■ **GIVEN TASK 1**: Extract the part of the text on DPIA requirements starting with "A reoccurring element" and going on through "processing is vital.", word for word.
■ **GIVEN TASK 2**: In the text on DPIA requirements in Nigeria and Kenya, why are a systematic description of the processing and an assessment of its necessity and proportion called vital? Answer in one to three sentences.
■ **GIVEN TASK 3**: Carry on the text about DPIA requirements in Nigeria and Kenya from its last sentence.

In Nigeria, the Implementation Framework provides in the Audit template, that DPIA policy should be able to address the following issues
- a description of the envisaged processing operations;
- the purposes of the processing;
- the legitimate interest pursued by the controller;
- an assessment of the necessity and proportionality of the processing operations in relation to the purposes;
- an assessment of the risks to the rights and freedoms of data subject; and
- risk mitigation measures being proposed to address the risk.
In Kenya, the DPIA must include the following (Section 31(2) of the Act):
- A systematic description of the envisaged processing operations and the purposes of the processing, including, where applicable, the legitimate interest pursued by the data controller or data processor;
- An assessment of the necessity and proportionality of the processing operations in relation to the purposes;
- An assessment of the risks to the rights and freedoms of data subjects; and
- The measures envisaged to address the risks and the safeguards, security measures, and mechanisms to ensure the protection of personal data and to demonstrate compliance with the Act, taking into account the rights and legitimate interests of data subjects and other persons concerned.
A reoccurring element in the above provisions show that a systematic description of the processing and an assessment of the necessity and proportion of the processing is vital.

■ **DATA LINES**:
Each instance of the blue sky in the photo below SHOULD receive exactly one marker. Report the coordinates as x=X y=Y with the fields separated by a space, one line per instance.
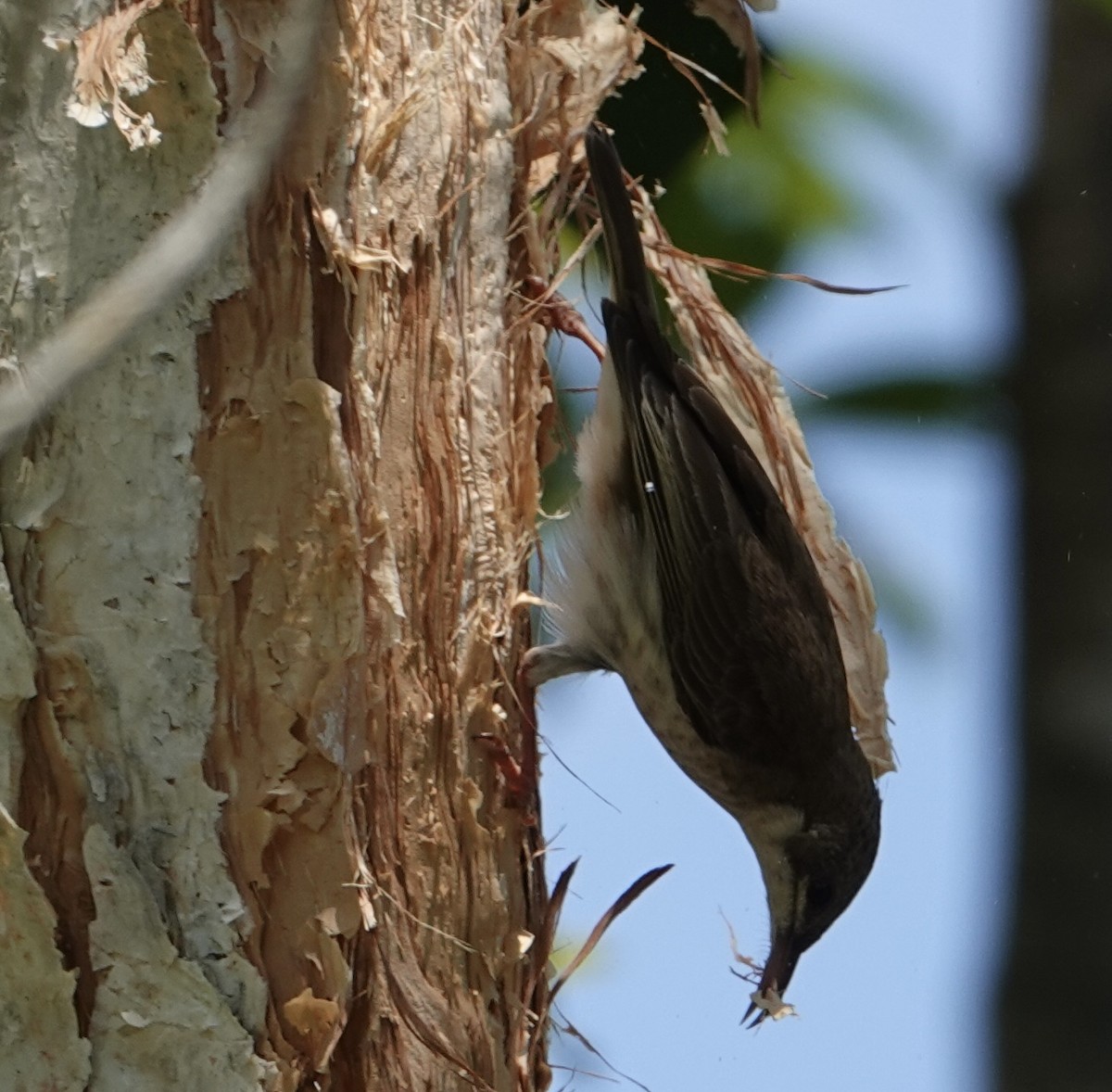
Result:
x=899 y=992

■ **WRITTEN ANSWER 1**:
A reoccurring element in the above provisions show that a systematic description of the processing and an assessment of the necessity and proportion of the processing is vital.

■ **WRITTEN ANSWER 2**: The text calls them vital because they come up again in both sets of provisions. Nigeria's Implementation Framework and Kenya's Section 31(2) each call for a description of the processing and an assessment of its necessity and proportionality in relation to the purposes.

■ **WRITTEN ANSWER 3**:
A DPIA is typically completed by documenting:
- The nature of processing – what you intend to do with the data,
- The scope – what data will be processed,
- The context – internal and external factors that may affect expectations or impact, and
- The Purpose – why the organization wants to process the data.
- The assessment should also identify any technical and organizational measures that should be implemented to mitigate the identified risks as well as measures to monitor compliance with those measures.
Conclusion
To identify, assess, and manage the potential risks associated with the use of personal data, organizations should conduct a data impact assessment, where applicable. This assessment can help organizations identify areas where they can make better use of their data to provide better customer service and develop more effective strategies. By taking a proactive approach to data protection, organisations can reduce their exposure to data protection risks, and ensure that they are compliant with applicable data protection regulations.